* Task requirements *
Turn all the records below into a two-column CSV with the headers command and output, one row per record. Put the command text and its output each in a single quoted field, with every line break replaced by a space.

* Information provided *
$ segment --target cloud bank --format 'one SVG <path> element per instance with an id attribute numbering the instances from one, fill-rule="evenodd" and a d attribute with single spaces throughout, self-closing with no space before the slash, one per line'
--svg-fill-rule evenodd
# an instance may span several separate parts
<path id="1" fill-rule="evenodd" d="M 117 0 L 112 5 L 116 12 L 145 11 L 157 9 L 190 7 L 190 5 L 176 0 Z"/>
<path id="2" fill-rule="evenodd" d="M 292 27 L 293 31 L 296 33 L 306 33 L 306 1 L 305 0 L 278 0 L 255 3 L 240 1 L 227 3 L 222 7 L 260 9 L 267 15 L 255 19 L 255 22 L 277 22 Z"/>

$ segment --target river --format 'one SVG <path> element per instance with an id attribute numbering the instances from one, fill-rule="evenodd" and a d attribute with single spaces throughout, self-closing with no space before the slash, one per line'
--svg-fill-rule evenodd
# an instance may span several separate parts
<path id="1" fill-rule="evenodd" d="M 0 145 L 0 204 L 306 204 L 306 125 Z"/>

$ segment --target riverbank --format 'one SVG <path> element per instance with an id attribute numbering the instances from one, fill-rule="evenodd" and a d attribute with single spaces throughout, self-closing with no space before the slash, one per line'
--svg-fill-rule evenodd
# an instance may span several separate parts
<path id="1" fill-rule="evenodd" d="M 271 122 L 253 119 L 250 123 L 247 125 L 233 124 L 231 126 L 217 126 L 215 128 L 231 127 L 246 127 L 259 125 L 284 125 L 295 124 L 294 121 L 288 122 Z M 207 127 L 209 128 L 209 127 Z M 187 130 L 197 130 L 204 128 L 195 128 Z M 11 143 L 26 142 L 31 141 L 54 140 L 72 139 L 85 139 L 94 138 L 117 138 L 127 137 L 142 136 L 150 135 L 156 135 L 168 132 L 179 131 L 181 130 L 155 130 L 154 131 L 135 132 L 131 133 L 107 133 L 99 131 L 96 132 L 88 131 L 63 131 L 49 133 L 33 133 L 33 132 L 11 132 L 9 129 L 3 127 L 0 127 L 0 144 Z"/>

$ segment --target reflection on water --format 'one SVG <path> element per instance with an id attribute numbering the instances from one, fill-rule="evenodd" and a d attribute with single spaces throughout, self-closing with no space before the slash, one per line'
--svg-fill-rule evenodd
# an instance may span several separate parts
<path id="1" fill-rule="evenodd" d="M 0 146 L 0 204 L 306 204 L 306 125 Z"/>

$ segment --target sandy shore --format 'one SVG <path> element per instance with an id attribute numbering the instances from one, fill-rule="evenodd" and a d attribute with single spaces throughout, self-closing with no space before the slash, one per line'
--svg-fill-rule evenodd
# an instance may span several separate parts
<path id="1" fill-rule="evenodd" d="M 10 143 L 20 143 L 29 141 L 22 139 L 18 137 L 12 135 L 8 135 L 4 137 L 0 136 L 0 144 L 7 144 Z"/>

* Response to this exercise *
command,output
"$ segment --target cloud bank --format 'one SVG <path> element per instance with an id attribute numbering the instances from one, fill-rule=""evenodd"" and a d attribute with single spaces throughout, self-closing with no space before the slash, one per line' --svg-fill-rule evenodd # an instance may span several separate parts","<path id=""1"" fill-rule=""evenodd"" d=""M 117 0 L 112 5 L 116 12 L 145 11 L 157 9 L 190 7 L 190 5 L 176 0 Z""/> <path id=""2"" fill-rule=""evenodd"" d=""M 292 27 L 293 31 L 296 33 L 306 33 L 306 1 L 305 0 L 278 0 L 255 3 L 240 1 L 227 3 L 222 7 L 260 9 L 267 15 L 255 19 L 255 22 L 277 22 Z""/>"
"$ segment --target river --format 'one SVG <path> element per instance with an id attribute numbering the instances from one, fill-rule=""evenodd"" and a d attribute with single spaces throughout, self-closing with no space before the slash, one per line' --svg-fill-rule evenodd # an instance may span several separate parts","<path id=""1"" fill-rule=""evenodd"" d=""M 0 145 L 0 204 L 306 204 L 306 125 Z""/>"
"$ segment --target riverbank --format 'one SVG <path> element per instance with an id attribute numbering the instances from one, fill-rule=""evenodd"" and a d attribute with single spaces throughout, self-closing with no space before the slash, one per line' --svg-fill-rule evenodd # an instance may span several separate parts","<path id=""1"" fill-rule=""evenodd"" d=""M 271 122 L 253 119 L 250 123 L 247 125 L 233 124 L 231 126 L 217 126 L 215 128 L 231 127 L 246 127 L 259 125 L 284 125 L 295 124 L 294 121 L 288 122 Z M 207 127 L 209 128 L 209 127 Z M 187 130 L 197 130 L 204 128 L 195 128 Z M 11 143 L 26 142 L 31 141 L 54 140 L 72 139 L 85 139 L 94 138 L 117 138 L 127 137 L 142 136 L 150 135 L 156 135 L 168 132 L 179 131 L 181 130 L 155 130 L 154 131 L 135 132 L 131 133 L 107 133 L 99 131 L 96 132 L 88 131 L 63 131 L 49 133 L 33 133 L 33 132 L 11 132 L 9 129 L 3 127 L 0 127 L 0 144 Z""/>"
"$ segment --target reflection on water --format 'one SVG <path> element per instance with an id attribute numbering the instances from one, fill-rule=""evenodd"" and a d attribute with single spaces throughout, self-closing with no space before the slash, one per line' --svg-fill-rule evenodd # an instance may span several separate parts","<path id=""1"" fill-rule=""evenodd"" d=""M 0 146 L 0 204 L 306 204 L 306 125 Z""/>"
"$ segment --target sandy shore --format 'one SVG <path> element per instance with an id attribute numbering the instances from one, fill-rule=""evenodd"" and a d attribute with single spaces throughout, self-closing with no space before the slash, one per line' --svg-fill-rule evenodd # an instance may span several separate parts","<path id=""1"" fill-rule=""evenodd"" d=""M 10 143 L 20 143 L 29 141 L 22 139 L 18 137 L 12 135 L 8 135 L 4 137 L 0 136 L 0 144 L 7 144 Z""/>"